What to work on
Whenever a line in the entries includes the word "white", copy that line out.

Provided data
################
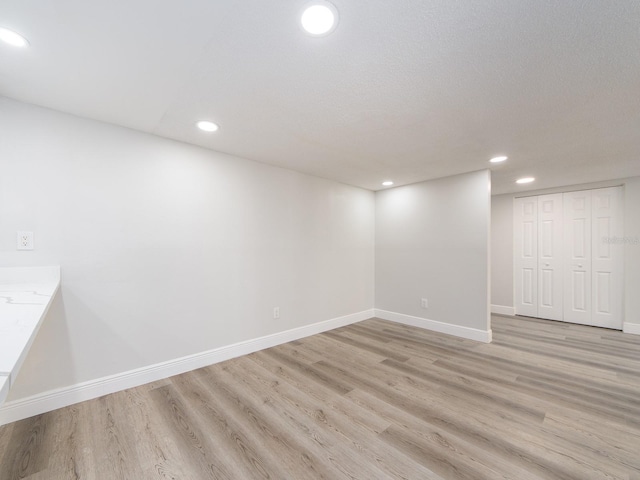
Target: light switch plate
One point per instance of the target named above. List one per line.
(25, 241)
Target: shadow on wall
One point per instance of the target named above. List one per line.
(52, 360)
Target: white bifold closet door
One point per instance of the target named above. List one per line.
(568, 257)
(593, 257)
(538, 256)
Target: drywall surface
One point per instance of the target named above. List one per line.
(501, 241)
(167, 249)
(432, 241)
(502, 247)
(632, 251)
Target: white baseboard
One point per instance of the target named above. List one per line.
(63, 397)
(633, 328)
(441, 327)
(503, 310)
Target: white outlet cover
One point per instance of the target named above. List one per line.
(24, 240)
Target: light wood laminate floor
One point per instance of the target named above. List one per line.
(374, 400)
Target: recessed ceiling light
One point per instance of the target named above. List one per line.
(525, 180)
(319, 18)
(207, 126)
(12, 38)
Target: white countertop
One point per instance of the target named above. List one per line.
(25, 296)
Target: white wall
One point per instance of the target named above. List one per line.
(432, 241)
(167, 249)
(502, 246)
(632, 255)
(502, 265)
################
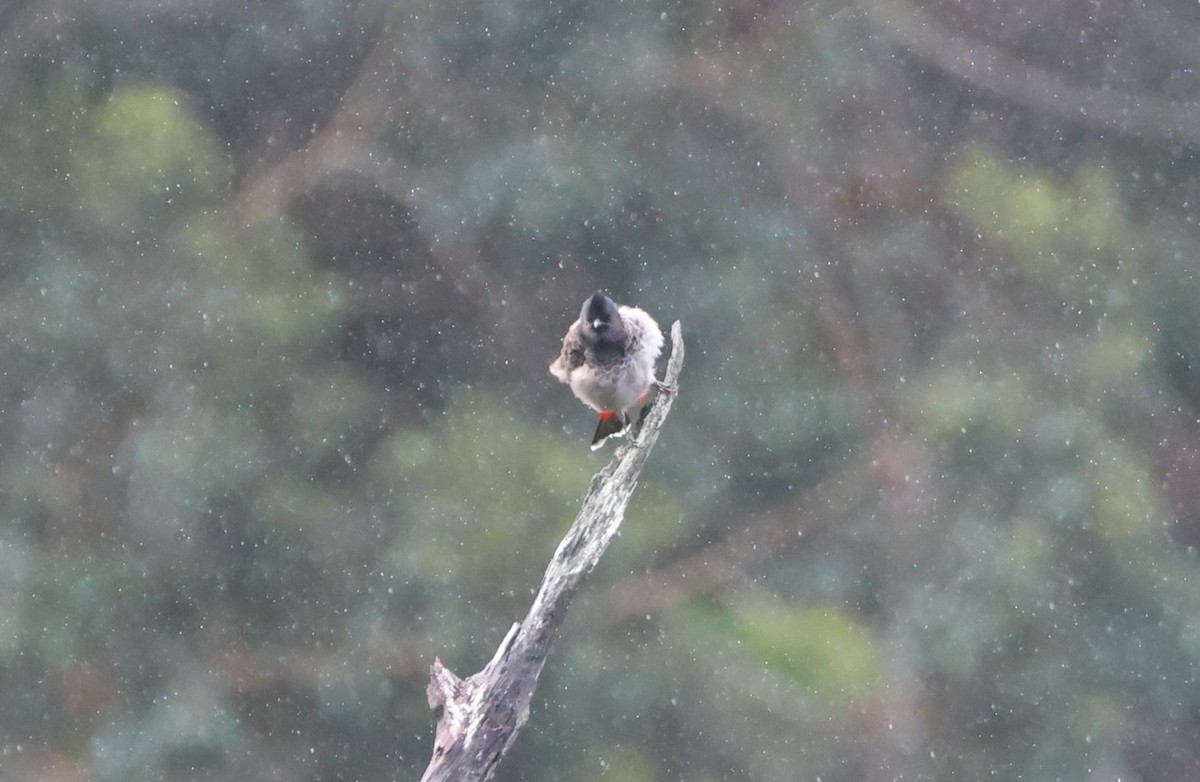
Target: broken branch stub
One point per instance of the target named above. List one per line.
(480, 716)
################
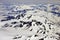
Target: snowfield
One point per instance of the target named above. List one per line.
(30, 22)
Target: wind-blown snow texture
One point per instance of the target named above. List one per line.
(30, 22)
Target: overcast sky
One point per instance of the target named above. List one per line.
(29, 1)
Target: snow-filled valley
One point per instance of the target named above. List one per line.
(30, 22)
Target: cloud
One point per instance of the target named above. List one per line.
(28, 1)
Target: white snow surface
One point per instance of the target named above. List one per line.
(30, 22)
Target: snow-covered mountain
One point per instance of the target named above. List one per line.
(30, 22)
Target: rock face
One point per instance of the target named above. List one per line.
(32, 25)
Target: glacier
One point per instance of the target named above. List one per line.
################
Answer
Target: white bifold closet door
Target: white baseboard
Target: white outlet cover
Target: white countertop
Target: white wall
Target: white snow surface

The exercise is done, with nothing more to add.